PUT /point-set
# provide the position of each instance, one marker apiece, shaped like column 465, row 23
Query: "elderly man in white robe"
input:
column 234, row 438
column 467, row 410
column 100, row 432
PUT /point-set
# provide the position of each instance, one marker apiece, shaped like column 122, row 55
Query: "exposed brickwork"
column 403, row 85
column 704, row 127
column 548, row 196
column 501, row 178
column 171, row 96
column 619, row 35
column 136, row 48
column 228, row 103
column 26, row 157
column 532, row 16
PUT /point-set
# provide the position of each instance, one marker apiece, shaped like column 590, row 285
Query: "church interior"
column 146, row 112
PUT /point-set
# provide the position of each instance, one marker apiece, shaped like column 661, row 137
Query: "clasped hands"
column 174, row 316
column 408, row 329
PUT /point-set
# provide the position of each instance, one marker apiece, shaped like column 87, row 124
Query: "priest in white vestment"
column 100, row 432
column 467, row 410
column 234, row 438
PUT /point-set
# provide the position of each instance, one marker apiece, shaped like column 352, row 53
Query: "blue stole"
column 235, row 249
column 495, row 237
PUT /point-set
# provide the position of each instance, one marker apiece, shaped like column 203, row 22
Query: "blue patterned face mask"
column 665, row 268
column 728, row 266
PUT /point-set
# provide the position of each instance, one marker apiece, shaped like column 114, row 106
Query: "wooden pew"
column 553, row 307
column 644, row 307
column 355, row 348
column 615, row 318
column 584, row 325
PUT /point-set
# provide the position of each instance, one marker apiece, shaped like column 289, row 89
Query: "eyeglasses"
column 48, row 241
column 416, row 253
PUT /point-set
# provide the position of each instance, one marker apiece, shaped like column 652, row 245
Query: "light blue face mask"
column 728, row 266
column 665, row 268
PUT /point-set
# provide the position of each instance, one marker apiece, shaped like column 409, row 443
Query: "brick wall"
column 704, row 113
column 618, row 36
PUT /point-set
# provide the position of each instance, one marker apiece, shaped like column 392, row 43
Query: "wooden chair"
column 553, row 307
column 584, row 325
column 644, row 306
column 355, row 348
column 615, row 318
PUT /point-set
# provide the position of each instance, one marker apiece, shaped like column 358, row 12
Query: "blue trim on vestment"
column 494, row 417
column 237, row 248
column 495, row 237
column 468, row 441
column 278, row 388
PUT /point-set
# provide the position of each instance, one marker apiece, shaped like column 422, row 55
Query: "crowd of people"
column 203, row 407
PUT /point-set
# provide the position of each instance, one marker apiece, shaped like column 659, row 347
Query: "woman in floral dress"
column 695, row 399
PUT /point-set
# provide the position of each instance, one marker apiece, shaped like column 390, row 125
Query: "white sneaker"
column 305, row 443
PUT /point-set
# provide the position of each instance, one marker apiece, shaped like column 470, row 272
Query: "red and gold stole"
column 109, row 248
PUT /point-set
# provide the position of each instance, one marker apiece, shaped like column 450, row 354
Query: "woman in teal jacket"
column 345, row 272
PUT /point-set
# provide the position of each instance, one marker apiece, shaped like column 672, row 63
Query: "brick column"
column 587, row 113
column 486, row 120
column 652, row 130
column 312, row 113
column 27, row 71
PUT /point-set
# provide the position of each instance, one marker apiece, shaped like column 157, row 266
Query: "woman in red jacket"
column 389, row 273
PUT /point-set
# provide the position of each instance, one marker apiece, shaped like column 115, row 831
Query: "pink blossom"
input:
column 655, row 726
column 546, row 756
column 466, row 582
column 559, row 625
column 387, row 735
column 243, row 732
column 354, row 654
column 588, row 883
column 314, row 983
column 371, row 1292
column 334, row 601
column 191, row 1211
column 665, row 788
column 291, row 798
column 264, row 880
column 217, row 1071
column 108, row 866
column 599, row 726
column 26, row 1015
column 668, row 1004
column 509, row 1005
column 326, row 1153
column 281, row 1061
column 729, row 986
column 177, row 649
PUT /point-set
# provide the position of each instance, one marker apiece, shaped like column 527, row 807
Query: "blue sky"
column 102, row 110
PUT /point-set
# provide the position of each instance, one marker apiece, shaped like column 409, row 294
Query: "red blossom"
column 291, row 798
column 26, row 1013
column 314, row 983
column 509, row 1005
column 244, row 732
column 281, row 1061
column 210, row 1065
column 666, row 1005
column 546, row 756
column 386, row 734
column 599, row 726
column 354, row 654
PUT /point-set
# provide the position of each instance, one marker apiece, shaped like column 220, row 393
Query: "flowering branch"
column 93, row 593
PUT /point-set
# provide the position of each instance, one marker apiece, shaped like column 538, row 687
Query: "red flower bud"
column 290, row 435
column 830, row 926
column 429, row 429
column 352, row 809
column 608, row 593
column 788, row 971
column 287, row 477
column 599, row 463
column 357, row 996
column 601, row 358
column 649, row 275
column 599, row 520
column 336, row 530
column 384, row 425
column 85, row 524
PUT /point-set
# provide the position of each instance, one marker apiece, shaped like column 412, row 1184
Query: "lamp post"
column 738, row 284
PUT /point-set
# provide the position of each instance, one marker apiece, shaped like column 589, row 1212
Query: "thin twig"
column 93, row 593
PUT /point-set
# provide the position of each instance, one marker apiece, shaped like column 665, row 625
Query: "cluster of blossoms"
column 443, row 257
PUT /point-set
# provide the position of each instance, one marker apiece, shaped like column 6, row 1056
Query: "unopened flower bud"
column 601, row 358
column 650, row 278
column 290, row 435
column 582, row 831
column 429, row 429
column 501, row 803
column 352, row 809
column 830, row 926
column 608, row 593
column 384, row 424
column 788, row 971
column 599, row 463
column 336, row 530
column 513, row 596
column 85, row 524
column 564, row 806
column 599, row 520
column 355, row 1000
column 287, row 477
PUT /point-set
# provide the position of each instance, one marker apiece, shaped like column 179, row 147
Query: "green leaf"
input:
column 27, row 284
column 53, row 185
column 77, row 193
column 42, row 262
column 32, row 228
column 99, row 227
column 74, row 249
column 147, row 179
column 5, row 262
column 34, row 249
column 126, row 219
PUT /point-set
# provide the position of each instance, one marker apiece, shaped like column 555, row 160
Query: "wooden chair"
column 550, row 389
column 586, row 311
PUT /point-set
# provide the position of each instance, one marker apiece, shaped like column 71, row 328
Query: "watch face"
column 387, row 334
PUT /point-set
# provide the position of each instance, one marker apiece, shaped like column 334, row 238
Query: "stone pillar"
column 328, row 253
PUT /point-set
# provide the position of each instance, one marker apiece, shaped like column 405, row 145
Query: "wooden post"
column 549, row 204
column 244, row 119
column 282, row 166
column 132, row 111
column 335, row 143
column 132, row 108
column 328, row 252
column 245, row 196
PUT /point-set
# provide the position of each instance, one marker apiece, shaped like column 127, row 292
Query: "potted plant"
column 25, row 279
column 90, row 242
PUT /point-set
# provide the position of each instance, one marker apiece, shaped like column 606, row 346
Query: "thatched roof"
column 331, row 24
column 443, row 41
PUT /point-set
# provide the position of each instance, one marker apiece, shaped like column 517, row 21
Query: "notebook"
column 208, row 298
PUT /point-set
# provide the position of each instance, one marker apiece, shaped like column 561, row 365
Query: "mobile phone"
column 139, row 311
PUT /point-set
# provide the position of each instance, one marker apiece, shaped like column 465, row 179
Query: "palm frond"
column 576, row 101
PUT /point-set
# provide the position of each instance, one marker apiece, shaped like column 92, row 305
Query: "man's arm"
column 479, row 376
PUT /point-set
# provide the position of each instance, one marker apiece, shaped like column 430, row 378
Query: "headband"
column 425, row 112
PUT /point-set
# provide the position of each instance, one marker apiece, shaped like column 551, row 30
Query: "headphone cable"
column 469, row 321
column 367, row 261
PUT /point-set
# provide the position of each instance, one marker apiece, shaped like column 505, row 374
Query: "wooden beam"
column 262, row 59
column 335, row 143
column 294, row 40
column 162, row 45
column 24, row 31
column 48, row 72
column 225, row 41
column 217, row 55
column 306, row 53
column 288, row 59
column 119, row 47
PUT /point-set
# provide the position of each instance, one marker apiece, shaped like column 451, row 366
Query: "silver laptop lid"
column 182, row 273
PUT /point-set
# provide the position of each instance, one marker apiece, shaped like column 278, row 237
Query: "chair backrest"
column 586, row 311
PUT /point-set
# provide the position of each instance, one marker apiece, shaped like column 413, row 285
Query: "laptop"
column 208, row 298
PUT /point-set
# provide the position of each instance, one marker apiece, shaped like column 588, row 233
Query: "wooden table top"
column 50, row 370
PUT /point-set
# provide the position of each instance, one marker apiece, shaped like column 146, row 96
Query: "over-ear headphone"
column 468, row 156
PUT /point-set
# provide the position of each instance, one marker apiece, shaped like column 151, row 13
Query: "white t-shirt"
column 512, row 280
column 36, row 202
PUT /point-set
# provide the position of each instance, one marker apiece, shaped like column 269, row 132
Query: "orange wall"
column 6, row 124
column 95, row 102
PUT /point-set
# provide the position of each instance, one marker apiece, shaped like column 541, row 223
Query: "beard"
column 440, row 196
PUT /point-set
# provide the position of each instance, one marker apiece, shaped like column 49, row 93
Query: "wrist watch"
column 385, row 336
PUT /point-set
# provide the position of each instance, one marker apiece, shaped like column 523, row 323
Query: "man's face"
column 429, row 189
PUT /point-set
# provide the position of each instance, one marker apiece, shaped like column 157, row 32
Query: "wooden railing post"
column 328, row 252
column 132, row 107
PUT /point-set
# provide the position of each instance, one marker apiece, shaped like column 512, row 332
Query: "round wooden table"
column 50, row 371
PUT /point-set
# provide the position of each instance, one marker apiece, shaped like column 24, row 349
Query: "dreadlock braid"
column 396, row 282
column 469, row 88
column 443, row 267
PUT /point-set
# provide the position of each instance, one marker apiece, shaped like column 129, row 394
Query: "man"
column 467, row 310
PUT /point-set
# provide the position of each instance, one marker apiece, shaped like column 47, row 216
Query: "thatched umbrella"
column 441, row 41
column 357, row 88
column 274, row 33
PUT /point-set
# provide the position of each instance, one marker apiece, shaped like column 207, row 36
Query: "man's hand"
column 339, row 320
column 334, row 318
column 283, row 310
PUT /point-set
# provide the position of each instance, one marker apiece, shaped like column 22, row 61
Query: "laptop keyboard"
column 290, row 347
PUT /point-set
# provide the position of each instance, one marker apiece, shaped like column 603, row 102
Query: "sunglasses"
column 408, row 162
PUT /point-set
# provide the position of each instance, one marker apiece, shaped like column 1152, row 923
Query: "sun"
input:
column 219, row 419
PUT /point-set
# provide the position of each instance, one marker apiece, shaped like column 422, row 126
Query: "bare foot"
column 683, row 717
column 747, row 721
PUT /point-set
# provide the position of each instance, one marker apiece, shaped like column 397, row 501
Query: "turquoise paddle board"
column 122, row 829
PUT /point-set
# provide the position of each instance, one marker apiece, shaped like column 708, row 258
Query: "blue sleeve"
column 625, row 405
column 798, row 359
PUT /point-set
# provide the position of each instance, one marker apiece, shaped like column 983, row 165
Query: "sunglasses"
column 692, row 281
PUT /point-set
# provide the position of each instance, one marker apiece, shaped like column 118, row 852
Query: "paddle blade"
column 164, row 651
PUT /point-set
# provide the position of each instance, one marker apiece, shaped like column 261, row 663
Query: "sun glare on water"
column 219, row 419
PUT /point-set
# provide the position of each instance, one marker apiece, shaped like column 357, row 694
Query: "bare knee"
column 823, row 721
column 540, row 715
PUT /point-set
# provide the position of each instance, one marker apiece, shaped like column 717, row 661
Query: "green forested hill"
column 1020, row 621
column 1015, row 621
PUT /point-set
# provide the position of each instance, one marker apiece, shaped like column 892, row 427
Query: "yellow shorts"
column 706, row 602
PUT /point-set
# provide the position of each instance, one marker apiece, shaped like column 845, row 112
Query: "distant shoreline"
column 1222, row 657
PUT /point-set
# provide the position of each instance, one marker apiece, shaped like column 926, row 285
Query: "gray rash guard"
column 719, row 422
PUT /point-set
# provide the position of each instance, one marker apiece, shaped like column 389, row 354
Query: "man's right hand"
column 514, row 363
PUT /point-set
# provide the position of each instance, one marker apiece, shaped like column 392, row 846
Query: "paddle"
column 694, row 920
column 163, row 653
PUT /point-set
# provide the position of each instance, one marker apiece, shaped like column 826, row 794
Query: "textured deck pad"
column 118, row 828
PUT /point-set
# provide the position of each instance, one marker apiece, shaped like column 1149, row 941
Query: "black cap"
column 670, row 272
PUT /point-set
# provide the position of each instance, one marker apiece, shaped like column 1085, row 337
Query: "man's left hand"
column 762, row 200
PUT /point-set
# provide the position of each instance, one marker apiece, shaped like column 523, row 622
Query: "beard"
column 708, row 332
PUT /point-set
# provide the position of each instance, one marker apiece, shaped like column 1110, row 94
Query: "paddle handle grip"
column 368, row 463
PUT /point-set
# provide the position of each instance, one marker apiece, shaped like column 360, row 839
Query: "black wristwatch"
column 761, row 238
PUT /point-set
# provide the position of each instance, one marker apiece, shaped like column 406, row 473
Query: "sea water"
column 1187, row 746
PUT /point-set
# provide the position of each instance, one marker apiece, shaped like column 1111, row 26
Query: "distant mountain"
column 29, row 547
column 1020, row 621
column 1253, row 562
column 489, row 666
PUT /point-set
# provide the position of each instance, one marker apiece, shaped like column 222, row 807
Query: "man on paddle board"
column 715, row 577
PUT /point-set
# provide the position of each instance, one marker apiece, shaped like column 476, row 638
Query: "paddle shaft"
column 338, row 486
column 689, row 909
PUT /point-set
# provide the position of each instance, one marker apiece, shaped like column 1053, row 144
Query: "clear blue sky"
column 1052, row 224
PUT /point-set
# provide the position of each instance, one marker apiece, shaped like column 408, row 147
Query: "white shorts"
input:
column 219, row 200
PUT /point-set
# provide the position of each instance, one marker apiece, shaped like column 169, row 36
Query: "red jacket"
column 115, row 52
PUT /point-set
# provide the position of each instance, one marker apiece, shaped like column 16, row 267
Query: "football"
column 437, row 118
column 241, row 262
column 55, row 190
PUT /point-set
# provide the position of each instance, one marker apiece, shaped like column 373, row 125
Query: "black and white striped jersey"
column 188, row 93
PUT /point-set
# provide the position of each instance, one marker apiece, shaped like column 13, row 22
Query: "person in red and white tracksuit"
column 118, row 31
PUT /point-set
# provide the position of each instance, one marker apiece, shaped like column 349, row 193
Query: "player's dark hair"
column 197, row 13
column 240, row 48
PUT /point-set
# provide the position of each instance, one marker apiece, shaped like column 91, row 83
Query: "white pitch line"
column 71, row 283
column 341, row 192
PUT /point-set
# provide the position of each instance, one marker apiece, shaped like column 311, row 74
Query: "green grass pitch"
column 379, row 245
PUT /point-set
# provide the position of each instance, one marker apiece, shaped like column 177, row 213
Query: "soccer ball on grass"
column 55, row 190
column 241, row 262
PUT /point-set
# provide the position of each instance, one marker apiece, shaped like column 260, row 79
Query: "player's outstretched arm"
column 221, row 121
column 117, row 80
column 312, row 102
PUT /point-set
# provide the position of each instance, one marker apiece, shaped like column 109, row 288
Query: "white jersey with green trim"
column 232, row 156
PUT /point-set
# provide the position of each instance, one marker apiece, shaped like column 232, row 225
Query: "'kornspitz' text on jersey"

────────────────────────────────────────

PROBLEM STATEMENT> Using the data above, extract exactly the lines from the one that holds "717, row 661" to the one that holds "392, row 846", both ends included, and no others.

WORKED SOLUTION>
# provide the position of each instance, one marker apiece, shaped like column 717, row 661
Query: "green forested hill"
column 1020, row 621
column 1015, row 621
PUT /point-set
# provide the position of each instance, one marker apiece, shaped like column 892, row 427
Query: "yellow shorts"
column 706, row 602
PUT /point-set
# provide the position of each instance, one marker apiece, shaped like column 845, row 112
Query: "distant shoreline"
column 1222, row 657
PUT /point-set
# provide the position of each instance, one marker apiece, shaped like column 926, row 285
Query: "gray rash guard"
column 719, row 422
PUT /point-set
# provide the position of each instance, one marker apiece, shaped like column 389, row 354
Query: "man's right hand"
column 514, row 363
PUT /point-set
# provide the position of each instance, one marker apiece, shaped like column 392, row 846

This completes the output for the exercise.